== SOURCE EXTRACT ==

Reporting

The "K" in "KPI" is not for "1,000"

At the core of any effective performance measurement process are key performance indicators, or KPIs.

Did you catch the redundancy in that statement? Performance measurement uses performance indicators. What gets my goat — because it drives report bloat and the scheduled production of an unnecessary sea of data — is how often the “K” in KPI gets ignored. More times than I can count, I’ve been sent a “list of KPIs,” that, rather than being a set of 3-5 measures with targets established, is a barfed out list of metrics and data:

Barfing Metrics

I had a self-humoring epiphany last week that, perhaps, marketers get confused by the acronym and think that “K” stands for “1,000” rather than for “key!” Through that lens, perhaps they’re falling short — lists of 20 or 30 KPIs are still well short of 1,000! My favorite response to my idle ephiphany (shared on Twitter, of course, because that’s what Twitter is for, right?) was from Eric Matisoff:

kkpi_matisoff

Not only did I realize that I’d seen the phrase “key KPIs” used myself…I saw this phrase in writing two days later!

NO, people! No. No. NO!!!

This bothers me (obviously!) — not just when it happens, but the fact that it happens so. So, why does it happen, and what can we do about it?

The History of Digital Analytics Does Not Help

As an industry, we are stuck with a pretty persistent albatross of history. When I started in web analytics, the data we had access to was generated once a month when our web analytics platform (Netgenesis) crunched through the server log files and published several hundred reports as static HTML pages. The analysts needed to know what those reports were so that they could quickly find the ones that would be most useful in answering the business questions at hand. When no such report was in the monthly list of published reports, we would either dive into a cumbersome (hours to run a simple query) ad hoc analysis tool, configure a new report to be added to the monthly list, or both.

We might look at the new report once or twice over the next few months…but the report never went away.

It got to the point where it took the first 10 days of each month for the ever-growing list of monthly reports to be published by the tool. In many cases, data from those reports was getting pulled into other reports with data from other sources. We got to that dreaded point where the report for any given month was often not published until 3 weeks into the following month. Egad!

===

QUESTIONS ON THE MATERIAL:
A - Decide whether each statement agrees with the KPI article. Answer yes or no for each, and quote the words from the article that settle it.
(i) The author's early web analytics platform was Netgenesis.
(ii) The author holds that a proper set of KPIs runs to 20 or 30 measures.
(iii) The monthly reports were published as PDF files.
B - Write the next part of the KPI article, starting after its last sentence.
The material after this point is separate from the KPI article.

== DATA EXTRACT ==

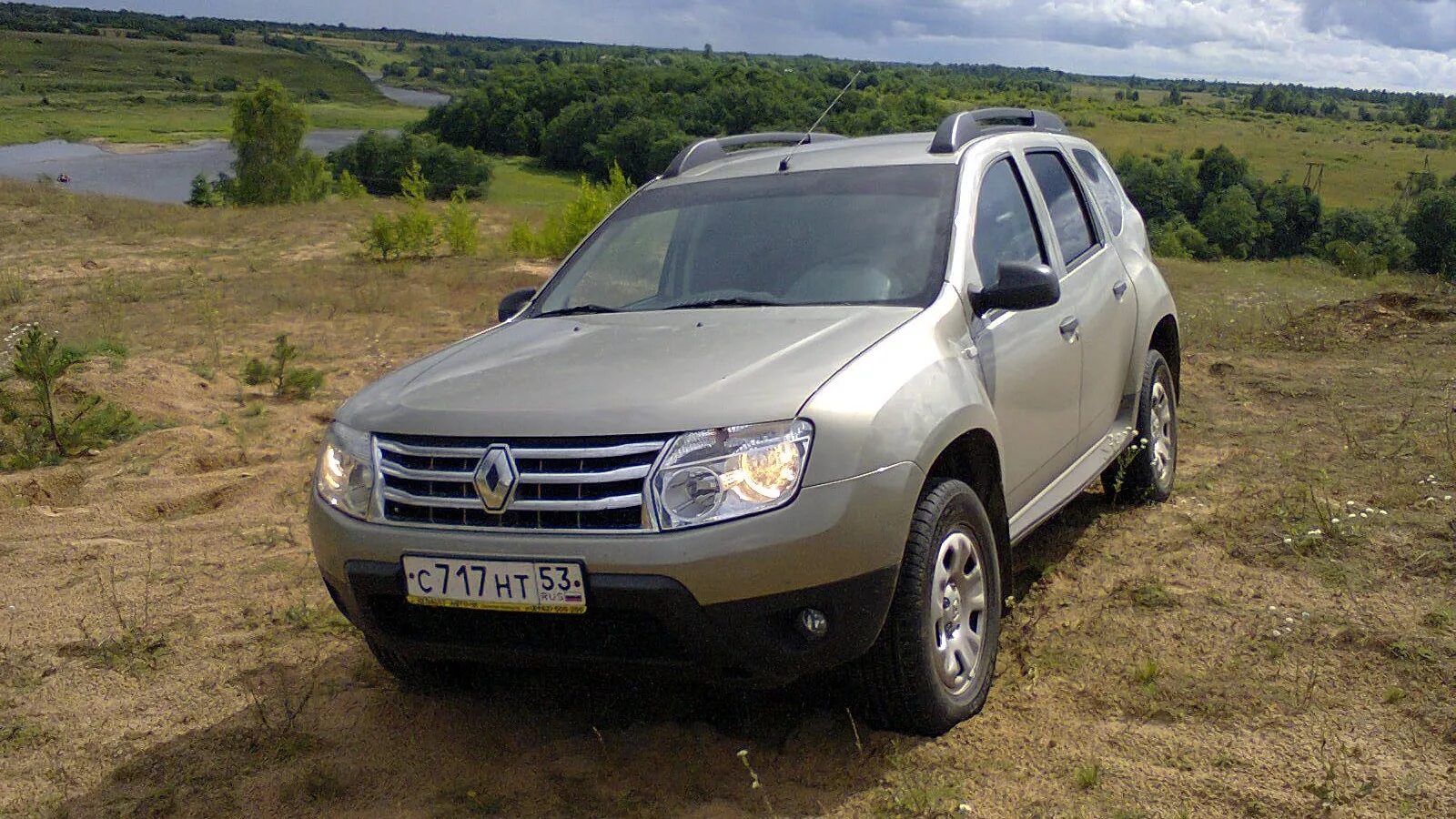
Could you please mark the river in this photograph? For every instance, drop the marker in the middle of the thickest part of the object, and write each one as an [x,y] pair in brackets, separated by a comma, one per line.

===

WRITTEN RESPONSES:
A -
(i) Yes: "our web analytics platform (Netgenesis)"
(ii) No: "rather than being a set of 3-5 measures with targets established"
(iii) No: "published several hundred reports as static HTML pages"

B -
But, in some ways, it was our only option. We didn’t have quick and efficient access to ad hoc queries of the data that we now have on many front. So, the reports were, really, mini data marts. High latency, expensive, and low value mini data marts, but mini data marts nonetheless. Somehow, though, we often still seem to be stuck with that mindset: a recurring report is the one shot we have to pull all the data we might want to look at. That’s silly. And inefficient. Our monthly (or on-demand) performance measurement reports need to be short (one screen), clear (organized around business goals), and readily intepreted (“at a glance” read of whether goals are being met or not).

KPIs Are Actually Quite Simple (if not Easy) to Identify

KPIs are the core of performance measurement. They’re not there for analysis (although they may be the jumping off point that triggers analysis). They’re not the only data that anyone can ever look at. They’re not even the only data that will go on a dashboard (but they will get much more prominent treatment than other metrics on the dashboard). I use the “two magic questions” to identify KPIs:

  1. What are we trying to achieve?
  2. How will we know if we’re doing that?

The answer to the second question is our list of KPIs, but we have to clearly and concisely articulate what we’re trying to achieve first! And that question gets skipped as often as Lindsey Lohan dons an ankle monitor.

I like to think of the answer to the first question as the conversation I would have with a company executive when we find ourselves riding on an elevator and making idle chit chat. She asks, “What are you working on these days?” I (the marketer) respond:

  • “Rolling out our presence on Twitter.”
  • “Creating a new microsite for our latest campaign.”
  • “Redesigning the home page of the site.”
  • “Expanding our paid media investment to Facebook.”)

She then asks, “What’s that going to do for us?” (This is the first of the two magic questions.) I’m not going to start spouting metrics. I’m going to answer the question succinctly in a way that expresses the value to the business:

  • “With Twitter, we’re working to put our brand and our brand’s personality in the minds of more consumers by engaging with them in a positive, timely, and meaningful way.”
  • “We will be giving consumers who find out about our new product through any channel a place to go to get more detailed information so that they can purchase with confidence.”
  • “We will make visitors to our home page more aware of the services we offer, rather than just the products we sell.”
  • “We will introduce potential customers to our brand efficiently by targeting consumers who have a profile and interests that make them likely targets for our products.”

As marketers, we actually tend to suck at having a ready and repeatable answer to that  question. If we have that, then we’re 75% of the way to identifying a short list of meaningful KPIs, because the KPIs are then viewable through the lens of whether they are actually metrics appropriate for measuring what we’re trying to achieve.

A KPI Without a Target Is Not a KPI

“Visits is one of our KPIs, and we had 225,000 visits to the site last month.”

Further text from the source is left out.